— What to do —
The reply should repeat all of the data word for word, with no pictures.

==============================

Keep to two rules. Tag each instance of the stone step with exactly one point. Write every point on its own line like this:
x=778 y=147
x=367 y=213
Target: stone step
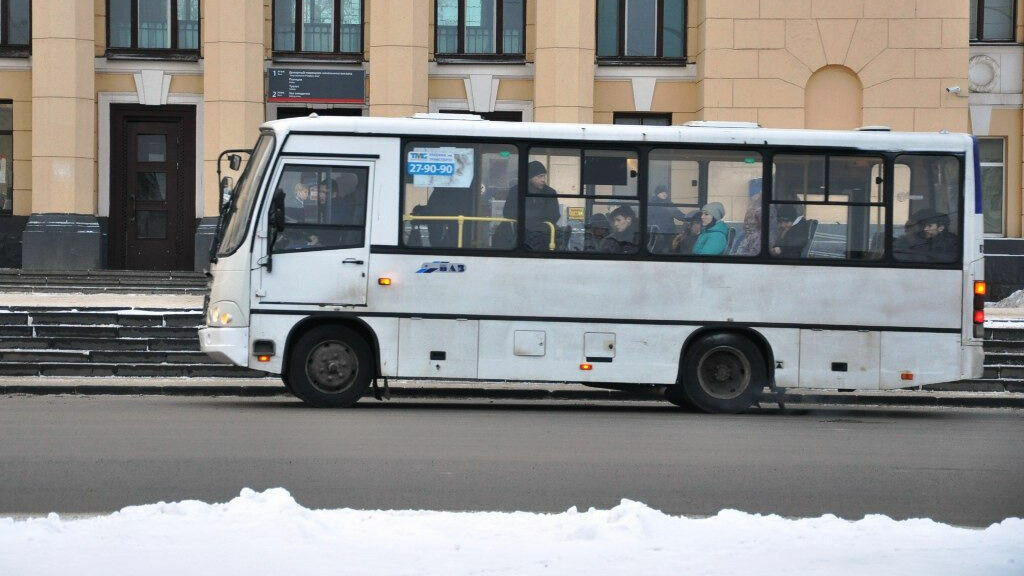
x=1004 y=346
x=105 y=357
x=1001 y=371
x=76 y=343
x=108 y=331
x=140 y=370
x=1005 y=334
x=80 y=289
x=1005 y=359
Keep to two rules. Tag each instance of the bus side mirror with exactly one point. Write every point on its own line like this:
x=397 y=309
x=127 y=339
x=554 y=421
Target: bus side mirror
x=278 y=211
x=226 y=187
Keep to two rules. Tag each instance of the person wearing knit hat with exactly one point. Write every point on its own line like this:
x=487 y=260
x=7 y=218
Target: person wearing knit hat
x=542 y=207
x=714 y=237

==============================

— Answer to this exercise —
Keep to two rules. Tag each instance of the stone step with exactly one point. Write every point on its own line like this:
x=778 y=147
x=367 y=213
Target: stone step
x=1004 y=346
x=105 y=357
x=1001 y=371
x=76 y=343
x=108 y=331
x=140 y=370
x=1005 y=334
x=80 y=289
x=1005 y=359
Keep to two rules. Tag each instance of the bus side mirror with exactly one point. Write every point on its own line like this:
x=397 y=309
x=127 y=339
x=554 y=421
Target: bus side mirror
x=278 y=211
x=226 y=187
Keep to two rules. Tag each instance of the person wearing knit hat with exactly one point. Write every point on its own line like this:
x=487 y=260
x=7 y=218
Target: person wearing knit hat
x=542 y=207
x=714 y=237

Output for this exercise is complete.